- Directions for this task -
Starting with the line that contains "player's face, that would be wonderful.", copy every line through the end of the data below, exactly and with nothing added.

(Excerpts from point annotation data)
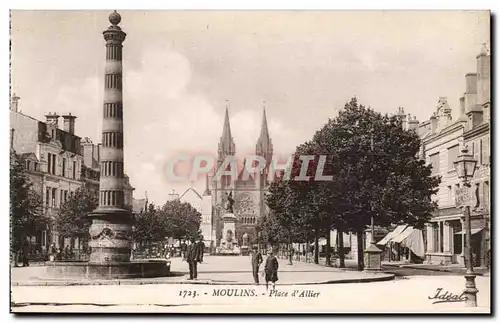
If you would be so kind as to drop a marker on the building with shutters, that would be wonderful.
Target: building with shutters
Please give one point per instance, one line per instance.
(58, 163)
(442, 141)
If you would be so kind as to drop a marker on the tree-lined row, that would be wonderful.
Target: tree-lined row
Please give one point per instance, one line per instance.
(28, 217)
(377, 172)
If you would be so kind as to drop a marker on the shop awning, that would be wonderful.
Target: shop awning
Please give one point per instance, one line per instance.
(473, 231)
(392, 234)
(403, 235)
(321, 242)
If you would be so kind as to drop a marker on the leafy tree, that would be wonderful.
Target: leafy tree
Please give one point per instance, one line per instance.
(183, 219)
(149, 225)
(72, 220)
(26, 207)
(378, 171)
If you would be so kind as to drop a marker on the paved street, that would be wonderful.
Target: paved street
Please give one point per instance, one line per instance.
(219, 269)
(391, 296)
(233, 277)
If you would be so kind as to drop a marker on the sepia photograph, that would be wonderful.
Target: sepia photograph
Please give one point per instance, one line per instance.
(250, 161)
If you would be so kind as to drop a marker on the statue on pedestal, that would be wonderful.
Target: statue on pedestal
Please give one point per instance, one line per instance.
(245, 240)
(229, 203)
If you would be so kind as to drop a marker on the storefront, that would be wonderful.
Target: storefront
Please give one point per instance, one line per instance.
(446, 240)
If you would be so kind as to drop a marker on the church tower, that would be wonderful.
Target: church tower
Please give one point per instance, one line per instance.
(264, 148)
(226, 148)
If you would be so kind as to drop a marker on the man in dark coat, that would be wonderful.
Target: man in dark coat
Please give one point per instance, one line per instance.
(256, 261)
(271, 269)
(201, 246)
(25, 252)
(192, 258)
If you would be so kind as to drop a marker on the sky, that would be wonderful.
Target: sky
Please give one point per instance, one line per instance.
(180, 67)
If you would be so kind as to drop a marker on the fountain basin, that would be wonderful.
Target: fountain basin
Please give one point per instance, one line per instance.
(111, 270)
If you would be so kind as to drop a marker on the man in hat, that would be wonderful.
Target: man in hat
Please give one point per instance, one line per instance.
(256, 261)
(192, 258)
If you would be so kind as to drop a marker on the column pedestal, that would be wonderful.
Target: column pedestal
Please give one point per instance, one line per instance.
(111, 236)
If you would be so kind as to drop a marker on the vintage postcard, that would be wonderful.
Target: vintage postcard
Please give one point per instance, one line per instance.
(250, 161)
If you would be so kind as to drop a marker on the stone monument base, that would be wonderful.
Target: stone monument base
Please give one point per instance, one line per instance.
(114, 270)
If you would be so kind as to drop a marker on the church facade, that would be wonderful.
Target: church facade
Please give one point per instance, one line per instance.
(248, 190)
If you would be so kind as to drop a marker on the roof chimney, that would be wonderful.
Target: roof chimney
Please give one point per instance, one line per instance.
(462, 106)
(483, 76)
(433, 123)
(470, 92)
(52, 119)
(412, 123)
(69, 123)
(14, 104)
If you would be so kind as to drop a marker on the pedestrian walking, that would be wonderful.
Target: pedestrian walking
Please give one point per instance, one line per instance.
(256, 261)
(183, 249)
(25, 250)
(271, 269)
(201, 249)
(52, 252)
(192, 258)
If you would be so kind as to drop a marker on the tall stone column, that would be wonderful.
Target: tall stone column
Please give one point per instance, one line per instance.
(111, 227)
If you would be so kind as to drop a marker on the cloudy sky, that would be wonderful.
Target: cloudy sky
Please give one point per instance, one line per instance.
(180, 67)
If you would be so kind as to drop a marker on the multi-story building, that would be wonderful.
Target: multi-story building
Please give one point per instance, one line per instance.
(442, 141)
(53, 158)
(203, 204)
(58, 163)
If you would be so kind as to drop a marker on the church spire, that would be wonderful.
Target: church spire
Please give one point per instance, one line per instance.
(226, 131)
(226, 144)
(207, 187)
(264, 145)
(264, 132)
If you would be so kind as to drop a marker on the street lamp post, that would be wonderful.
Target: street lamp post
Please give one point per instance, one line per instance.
(373, 255)
(465, 167)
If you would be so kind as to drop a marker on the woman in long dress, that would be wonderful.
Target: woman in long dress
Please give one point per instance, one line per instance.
(271, 269)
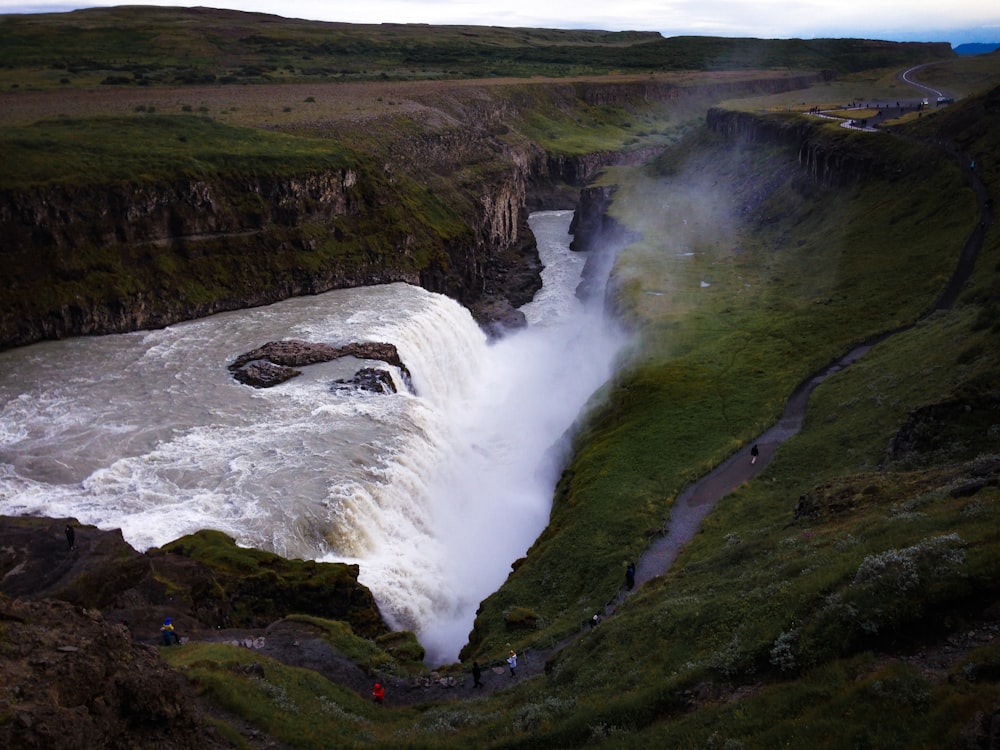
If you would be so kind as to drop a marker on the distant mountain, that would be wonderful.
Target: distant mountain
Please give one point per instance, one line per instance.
(977, 48)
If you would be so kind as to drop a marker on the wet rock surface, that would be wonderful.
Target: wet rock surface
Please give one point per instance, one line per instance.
(277, 361)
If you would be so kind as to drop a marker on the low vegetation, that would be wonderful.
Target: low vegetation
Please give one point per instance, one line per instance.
(846, 597)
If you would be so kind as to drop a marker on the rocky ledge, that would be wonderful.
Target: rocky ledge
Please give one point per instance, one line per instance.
(277, 361)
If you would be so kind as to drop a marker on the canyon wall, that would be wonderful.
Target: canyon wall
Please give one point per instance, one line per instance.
(443, 205)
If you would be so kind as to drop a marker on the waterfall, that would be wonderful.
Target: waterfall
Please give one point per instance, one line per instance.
(432, 492)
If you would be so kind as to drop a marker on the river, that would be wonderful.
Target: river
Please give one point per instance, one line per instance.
(433, 493)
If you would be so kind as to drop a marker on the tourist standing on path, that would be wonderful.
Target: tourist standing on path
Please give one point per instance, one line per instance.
(170, 636)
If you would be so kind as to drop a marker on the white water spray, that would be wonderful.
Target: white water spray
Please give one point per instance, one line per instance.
(434, 494)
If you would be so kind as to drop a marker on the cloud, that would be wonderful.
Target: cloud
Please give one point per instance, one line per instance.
(899, 20)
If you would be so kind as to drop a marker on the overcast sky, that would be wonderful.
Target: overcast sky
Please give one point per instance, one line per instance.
(954, 21)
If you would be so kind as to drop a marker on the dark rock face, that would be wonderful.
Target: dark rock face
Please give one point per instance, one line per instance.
(71, 679)
(368, 379)
(188, 580)
(263, 374)
(275, 362)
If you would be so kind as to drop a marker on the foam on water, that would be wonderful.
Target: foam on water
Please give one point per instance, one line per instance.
(433, 493)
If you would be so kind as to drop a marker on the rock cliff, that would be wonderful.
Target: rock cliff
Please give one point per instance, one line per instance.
(443, 205)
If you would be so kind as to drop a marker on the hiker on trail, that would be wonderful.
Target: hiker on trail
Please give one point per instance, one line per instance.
(169, 634)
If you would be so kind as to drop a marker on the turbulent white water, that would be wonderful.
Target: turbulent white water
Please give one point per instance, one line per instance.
(434, 494)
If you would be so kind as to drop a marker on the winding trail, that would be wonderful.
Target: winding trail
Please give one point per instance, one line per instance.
(695, 501)
(302, 646)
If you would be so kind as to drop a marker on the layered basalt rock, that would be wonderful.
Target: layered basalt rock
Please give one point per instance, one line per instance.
(277, 361)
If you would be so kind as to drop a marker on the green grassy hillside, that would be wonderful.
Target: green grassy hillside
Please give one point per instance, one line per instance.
(134, 46)
(848, 596)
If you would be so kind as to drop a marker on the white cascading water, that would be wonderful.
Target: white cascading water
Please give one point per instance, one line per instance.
(433, 494)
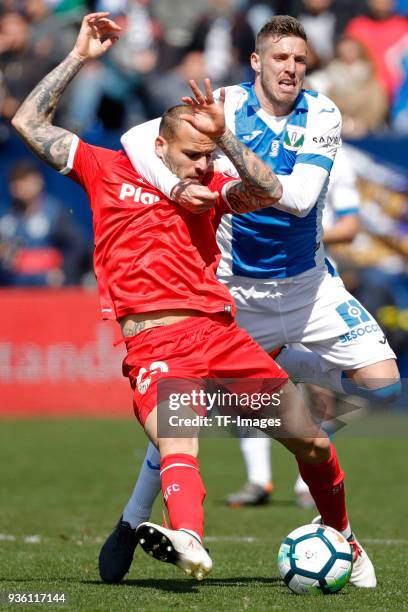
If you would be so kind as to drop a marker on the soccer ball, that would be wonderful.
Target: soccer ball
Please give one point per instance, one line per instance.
(315, 559)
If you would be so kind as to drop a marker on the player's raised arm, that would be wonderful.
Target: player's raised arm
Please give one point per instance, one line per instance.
(33, 120)
(259, 186)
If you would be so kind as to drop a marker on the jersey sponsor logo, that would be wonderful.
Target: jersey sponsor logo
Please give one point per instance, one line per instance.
(327, 141)
(294, 137)
(274, 152)
(353, 313)
(128, 190)
(252, 135)
(359, 332)
(144, 377)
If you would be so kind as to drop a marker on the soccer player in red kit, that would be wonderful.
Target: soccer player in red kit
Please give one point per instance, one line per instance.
(155, 265)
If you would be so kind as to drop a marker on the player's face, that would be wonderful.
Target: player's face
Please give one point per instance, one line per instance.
(188, 154)
(280, 71)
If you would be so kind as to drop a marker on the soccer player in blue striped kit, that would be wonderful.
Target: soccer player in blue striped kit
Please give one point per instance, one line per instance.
(273, 261)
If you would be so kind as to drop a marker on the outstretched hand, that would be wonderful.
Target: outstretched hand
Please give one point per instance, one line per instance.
(96, 36)
(208, 117)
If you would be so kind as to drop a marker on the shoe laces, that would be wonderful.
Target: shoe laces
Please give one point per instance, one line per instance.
(356, 549)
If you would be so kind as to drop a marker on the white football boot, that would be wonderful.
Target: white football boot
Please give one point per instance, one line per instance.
(363, 572)
(175, 546)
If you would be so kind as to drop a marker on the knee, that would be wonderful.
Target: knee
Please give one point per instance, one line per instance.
(383, 394)
(171, 446)
(315, 450)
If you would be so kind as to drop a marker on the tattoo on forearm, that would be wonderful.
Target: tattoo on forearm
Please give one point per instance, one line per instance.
(259, 185)
(33, 120)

- The result -
If you would be so kind as to drop a marker on the player's face, that would be wonderful.
Target: player's face
Please give one point per instance, one line per instance.
(188, 154)
(280, 71)
If you would be so kind as to drop a marker on the soccer player in blue striped kit, that would be wonderful.
Target: soccer player in blue striped kit
Please give one point per instance, one line per instance.
(273, 261)
If you would be so kind as to drop a marker on the outstretched hand, that would be wonderful.
Target: outstretched hand
Please give one point per instance, one line per instance.
(96, 36)
(208, 117)
If you would be so kind as to drop a marker on the shoe laces, that would be wonderful.
Target: shoe laces
Please give one point per instance, one line per instance.
(356, 549)
If you would be so kind as to drop a marker on the white football boot, that would be wonderful.
Target: white football boot
Please give one point per instance, one line per instance.
(363, 572)
(175, 546)
If you would be so kind as to drop a marker on the knee, that would be wonderful.
Target: knee
Please give one point per instance, one line per instance.
(383, 394)
(171, 446)
(315, 450)
If you would be so kind as to drop a marker on the tattoo on forearm, that would be wonderful.
Target: tattoo on forearm
Please give one point per instance, one line per instance.
(259, 185)
(33, 120)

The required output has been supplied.